### [Excerpt]
Content starts

Leaving a Chihuahua Home Alone and Separation Anxiety

Overview

Most Chihuahua owners can not be home all the time and as you know it is not possible to bring your Chi everywhere with you (even though many are happy to be in carrier-sling while an owner run errands). There will be times when you will need to leave your Chihuahua on his own.

This can be a disaster or it can be a great way for you to train your dog how to handle being alone. The many elements that owners worry about are:

1) Safety

2) Negative behavioral issues such as barking and destructive chewing

3) Separation Anxiety
Isolated Chihuahua dog
Overnight

Before we discuss the best steps to take when leaving your Chihuahua home alone for the day, let's take a look at over-nights. If it will be a matter of being home during the day and leaving only during the nighttime hours, to return the next morning, this should be fine as long as guidelines and safety rules will be followed.

However, anything that comes close to a 24 hour period is simply much too long for any puppy or dog to handle. 
Therefore, if you will be going away for a full day and night, it will be best if your Chihuahua is under the care of a friend or family member. If that is not possible, your Chihuahua would fair better at a canine hotel service than alone for an extended amount of time.

There are doggie hotels that offer a nice and comfortable experience for pets. Many find this a great alternative to a standard kenneling service.  

How Long a Chihuahua Can Be Home Alone

For those who need to work- and most of us do- it can be daunting to think about leaving a Chihuahua home alone all day. We worry about the things that can go wrong, if barking will disturb the neighbors and just as importantly- if our Chihuahua will experience. the stress of being alone.

Content ends

### [Problem set]
a - From the text on leaving a Chihuahua home alone, quote word for word the passage starting at "Therefore, if you" and ending at "standard kenneling service.".
b - According to the text on leaving a Chihuahua home alone, what do many people find a great alternative to a standard kenneling service?
c - Does each statement agree with the text on leaving a Chihuahua home alone? Answer yes or no for each and quote the words that decide it.
(i) Barking and destructive chewing are named as negative behavioral issues that owners worry about.
(ii) Leaving a Chihuahua alone only during the nighttime hours is described as never acceptable.
(iii) Owners are told it is possible to bring a Chihuahua everywhere with them.

### [The data]
Content starts

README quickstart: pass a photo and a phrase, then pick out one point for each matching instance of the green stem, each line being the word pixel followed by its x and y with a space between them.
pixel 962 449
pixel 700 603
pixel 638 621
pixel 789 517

Content ends

### [Expected outputs]
a -
Therefore, if you will be going away for a full day and night, it will be best if your Chihuahua is under the care of a friend or family member. If that is not possible, your Chihuahua would fair better at a canine hotel service than alone for an extended amount of time.

There are doggie hotels that offer a nice and comfortable experience for pets. Many find this a great alternative to a standard kenneling service.

b - Doggie hotels that offer a nice and comfortable experience for pets.

c -
(i) Yes: "Negative behavioral issues such as barking and destructive chewing"
(ii) No: "this should be fine as long as guidelines and safety rules will be followed"
(iii) No: "it is not possible to bring your Chi everywhere with you"